# Problem details
Write out the listing below word for word, leaving the pictures out.

(Recorded data)
^^^^

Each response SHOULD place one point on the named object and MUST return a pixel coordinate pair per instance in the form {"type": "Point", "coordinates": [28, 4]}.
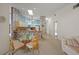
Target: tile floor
{"type": "Point", "coordinates": [46, 47]}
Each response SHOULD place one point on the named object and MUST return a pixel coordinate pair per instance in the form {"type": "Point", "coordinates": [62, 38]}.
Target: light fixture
{"type": "Point", "coordinates": [30, 12]}
{"type": "Point", "coordinates": [34, 8]}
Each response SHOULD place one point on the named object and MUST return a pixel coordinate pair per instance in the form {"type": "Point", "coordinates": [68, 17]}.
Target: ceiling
{"type": "Point", "coordinates": [40, 9]}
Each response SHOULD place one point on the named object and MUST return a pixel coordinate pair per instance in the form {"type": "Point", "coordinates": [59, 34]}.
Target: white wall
{"type": "Point", "coordinates": [68, 19]}
{"type": "Point", "coordinates": [4, 28]}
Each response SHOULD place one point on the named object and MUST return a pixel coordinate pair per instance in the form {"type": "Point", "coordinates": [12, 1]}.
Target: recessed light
{"type": "Point", "coordinates": [30, 12]}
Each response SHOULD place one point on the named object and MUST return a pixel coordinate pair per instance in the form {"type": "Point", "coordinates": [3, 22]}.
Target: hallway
{"type": "Point", "coordinates": [46, 47]}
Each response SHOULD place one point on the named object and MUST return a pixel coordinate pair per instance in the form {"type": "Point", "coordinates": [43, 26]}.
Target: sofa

^^^^

# Full output
Each response SHOULD place one point on the named object and MUST return a pixel coordinate pair per instance in the form {"type": "Point", "coordinates": [28, 4]}.
Target: tile floor
{"type": "Point", "coordinates": [46, 47]}
Each response SHOULD place one point on the named object and MUST return a pixel coordinate pair per instance in the form {"type": "Point", "coordinates": [62, 38]}.
Target: light fixture
{"type": "Point", "coordinates": [30, 12]}
{"type": "Point", "coordinates": [34, 8]}
Each response SHOULD place one point on the named object and MUST return a pixel coordinate pair per instance in the form {"type": "Point", "coordinates": [68, 17]}.
Target: ceiling
{"type": "Point", "coordinates": [40, 9]}
Each response SHOULD place one point on the named object and MUST return a pixel coordinate pair per instance in the form {"type": "Point", "coordinates": [59, 34]}.
Target: white wall
{"type": "Point", "coordinates": [68, 19]}
{"type": "Point", "coordinates": [4, 28]}
Each response SHOULD place one point on the named object and MUST return a pixel coordinate pair per instance in the form {"type": "Point", "coordinates": [12, 1]}.
Target: recessed light
{"type": "Point", "coordinates": [30, 12]}
Each response SHOULD place one point on the named object and MUST return a pixel coordinate pair per instance in the form {"type": "Point", "coordinates": [3, 22]}.
Target: hallway
{"type": "Point", "coordinates": [46, 47]}
Each response SHOULD place one point on the named object and MUST return a pixel coordinate pair per instance in the form {"type": "Point", "coordinates": [43, 26]}.
Target: sofa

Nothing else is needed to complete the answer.